= TESTO FORNITO =
########

Nella promozione internazionale del prodotto sono state scelte persone con la stessa disabilità, come la modella Ellie Goldstein per il Regno Unito. In Italia, gli sponsor sono stati Luca Trapanese e sua figlia Alba, bambina con sindrome di Down, finiti al centro del recente dibattito sull’adozione da parte di genitori single. 

L’importanza del sapersi riconoscere

La nuova Barbie ispirata a persone con sindrome di Down ha i capelli lunghi, gli occhi a mandorla e indossa un vestito a fiori blu e giallo, colori distintivi della comunità, su cui sono stampate delle farfalle, altro simbolo delle associazioni dedicate alla sindrome. 

Mattel ha deciso di rappresentare anche i dispositivi medici che alcune persone con sindrome di Down utilizzano come supporto nei movimenti, dotando la nuova Barbie di ortesi rosa. Al collo della bambola, inoltre, spicca la collana rosa con tre punte, simbolo del 21esimo cromosoma all’origine della sindrome. 

La popolare azienda americana con questo nuovo prodotto ha voluto incentivare lo sviluppo dell’empatia nei bambini, per un futuro più inclusivo delle persone neurodivergenti.

########

= ISTRUZIONI =
**1.** Trascriva dal testo sulla nuova Barbie il passo che va da "Nella promozione internazionale" fino a "di genitori single.".
**2.** Elenchi tutte le persone indicate per nome nel testo sulla nuova Barbie.
Le righe che seguono non hanno alcun legame con il testo.

Descrizioni libere di oggetti

########

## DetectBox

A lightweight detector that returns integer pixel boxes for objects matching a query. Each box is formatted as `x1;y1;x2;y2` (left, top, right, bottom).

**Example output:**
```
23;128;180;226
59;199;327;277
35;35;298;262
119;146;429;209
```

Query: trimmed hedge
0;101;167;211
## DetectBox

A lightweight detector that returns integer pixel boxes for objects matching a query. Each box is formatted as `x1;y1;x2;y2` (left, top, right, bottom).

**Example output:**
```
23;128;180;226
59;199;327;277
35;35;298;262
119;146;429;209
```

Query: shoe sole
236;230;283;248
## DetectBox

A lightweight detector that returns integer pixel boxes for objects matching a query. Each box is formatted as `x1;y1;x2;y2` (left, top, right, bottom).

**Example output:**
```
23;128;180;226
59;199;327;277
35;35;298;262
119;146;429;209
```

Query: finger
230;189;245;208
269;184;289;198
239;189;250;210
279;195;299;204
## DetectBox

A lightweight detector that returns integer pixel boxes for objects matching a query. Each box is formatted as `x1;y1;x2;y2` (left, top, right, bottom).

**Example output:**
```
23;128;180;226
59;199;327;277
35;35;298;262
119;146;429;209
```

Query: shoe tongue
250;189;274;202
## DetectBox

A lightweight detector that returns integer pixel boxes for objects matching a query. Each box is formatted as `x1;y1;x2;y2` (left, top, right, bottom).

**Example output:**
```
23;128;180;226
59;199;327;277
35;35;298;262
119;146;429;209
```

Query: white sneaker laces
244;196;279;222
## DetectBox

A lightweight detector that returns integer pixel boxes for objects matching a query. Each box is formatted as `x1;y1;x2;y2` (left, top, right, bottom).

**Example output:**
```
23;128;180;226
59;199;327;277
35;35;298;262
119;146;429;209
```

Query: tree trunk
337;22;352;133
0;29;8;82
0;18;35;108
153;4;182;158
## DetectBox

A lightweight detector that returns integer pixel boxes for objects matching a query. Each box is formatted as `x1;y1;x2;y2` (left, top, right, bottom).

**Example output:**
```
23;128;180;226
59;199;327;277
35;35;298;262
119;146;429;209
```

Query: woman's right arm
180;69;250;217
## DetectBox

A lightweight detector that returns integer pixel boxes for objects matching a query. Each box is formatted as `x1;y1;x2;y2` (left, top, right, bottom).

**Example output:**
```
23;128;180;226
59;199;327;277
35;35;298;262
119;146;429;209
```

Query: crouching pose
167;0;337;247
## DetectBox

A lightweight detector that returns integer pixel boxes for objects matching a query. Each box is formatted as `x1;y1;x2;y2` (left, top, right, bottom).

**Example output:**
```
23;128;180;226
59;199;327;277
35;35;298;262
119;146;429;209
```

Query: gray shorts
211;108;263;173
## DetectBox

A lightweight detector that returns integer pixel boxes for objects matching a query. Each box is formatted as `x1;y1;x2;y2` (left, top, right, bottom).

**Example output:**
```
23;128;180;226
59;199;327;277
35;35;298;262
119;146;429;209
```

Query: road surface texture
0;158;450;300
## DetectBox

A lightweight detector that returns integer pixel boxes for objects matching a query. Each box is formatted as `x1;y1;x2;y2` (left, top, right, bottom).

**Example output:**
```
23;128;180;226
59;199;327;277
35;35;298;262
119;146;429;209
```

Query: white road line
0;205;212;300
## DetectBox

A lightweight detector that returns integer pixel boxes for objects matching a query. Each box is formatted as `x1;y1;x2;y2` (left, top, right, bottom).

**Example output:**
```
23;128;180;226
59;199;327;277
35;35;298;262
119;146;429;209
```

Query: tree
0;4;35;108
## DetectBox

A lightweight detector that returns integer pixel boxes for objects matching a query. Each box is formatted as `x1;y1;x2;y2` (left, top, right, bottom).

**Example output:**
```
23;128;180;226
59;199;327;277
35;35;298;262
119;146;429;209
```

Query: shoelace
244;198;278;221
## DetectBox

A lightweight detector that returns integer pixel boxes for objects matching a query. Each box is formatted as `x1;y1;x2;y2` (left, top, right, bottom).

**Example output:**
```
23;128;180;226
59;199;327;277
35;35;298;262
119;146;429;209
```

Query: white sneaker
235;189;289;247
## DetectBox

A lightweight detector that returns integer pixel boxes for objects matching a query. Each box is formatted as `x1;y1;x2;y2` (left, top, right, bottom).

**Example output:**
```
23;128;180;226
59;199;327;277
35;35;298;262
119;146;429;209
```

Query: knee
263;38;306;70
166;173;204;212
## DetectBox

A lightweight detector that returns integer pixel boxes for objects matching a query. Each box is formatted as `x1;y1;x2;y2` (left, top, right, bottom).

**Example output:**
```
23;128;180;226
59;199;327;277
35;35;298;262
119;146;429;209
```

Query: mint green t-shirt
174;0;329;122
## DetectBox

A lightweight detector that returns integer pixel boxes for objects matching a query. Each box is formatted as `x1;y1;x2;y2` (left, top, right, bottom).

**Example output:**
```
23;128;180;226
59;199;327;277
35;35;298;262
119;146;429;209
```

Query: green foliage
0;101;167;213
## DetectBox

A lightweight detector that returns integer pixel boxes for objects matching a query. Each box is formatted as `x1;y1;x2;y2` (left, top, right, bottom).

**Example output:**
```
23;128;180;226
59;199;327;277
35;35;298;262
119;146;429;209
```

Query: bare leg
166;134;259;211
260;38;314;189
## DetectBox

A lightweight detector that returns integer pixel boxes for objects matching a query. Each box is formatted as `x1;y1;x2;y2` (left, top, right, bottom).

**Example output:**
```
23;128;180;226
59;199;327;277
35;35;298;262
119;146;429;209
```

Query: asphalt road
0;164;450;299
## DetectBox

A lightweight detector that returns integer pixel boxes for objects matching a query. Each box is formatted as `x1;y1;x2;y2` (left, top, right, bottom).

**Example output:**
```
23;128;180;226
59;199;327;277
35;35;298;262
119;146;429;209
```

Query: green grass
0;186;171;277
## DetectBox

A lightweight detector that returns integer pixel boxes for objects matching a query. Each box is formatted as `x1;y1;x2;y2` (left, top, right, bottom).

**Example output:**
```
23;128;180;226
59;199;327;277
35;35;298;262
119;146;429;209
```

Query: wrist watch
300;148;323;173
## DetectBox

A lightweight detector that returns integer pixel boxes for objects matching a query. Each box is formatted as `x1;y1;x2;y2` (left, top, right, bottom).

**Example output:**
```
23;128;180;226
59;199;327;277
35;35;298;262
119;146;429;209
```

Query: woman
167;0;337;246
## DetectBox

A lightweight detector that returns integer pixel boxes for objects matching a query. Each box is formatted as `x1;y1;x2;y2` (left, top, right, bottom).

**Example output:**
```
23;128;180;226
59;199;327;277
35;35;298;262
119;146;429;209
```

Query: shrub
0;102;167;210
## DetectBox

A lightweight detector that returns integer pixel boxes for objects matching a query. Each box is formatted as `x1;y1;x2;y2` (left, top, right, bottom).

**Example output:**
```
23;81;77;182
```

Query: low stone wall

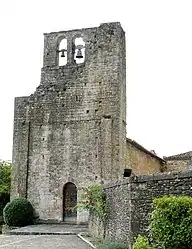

########

= ELENCO RISPOSTE =
**1.**
Nella promozione internazionale del prodotto sono state scelte persone con la stessa disabilità, come la modella Ellie Goldstein per il Regno Unito. In Italia, gli sponsor sono stati Luca Trapanese e sua figlia Alba, bambina con sindrome di Down, finiti al centro del recente dibattito sull’adozione da parte di genitori single.

**2.**
Ellie Goldstein
Luca Trapanese
Alba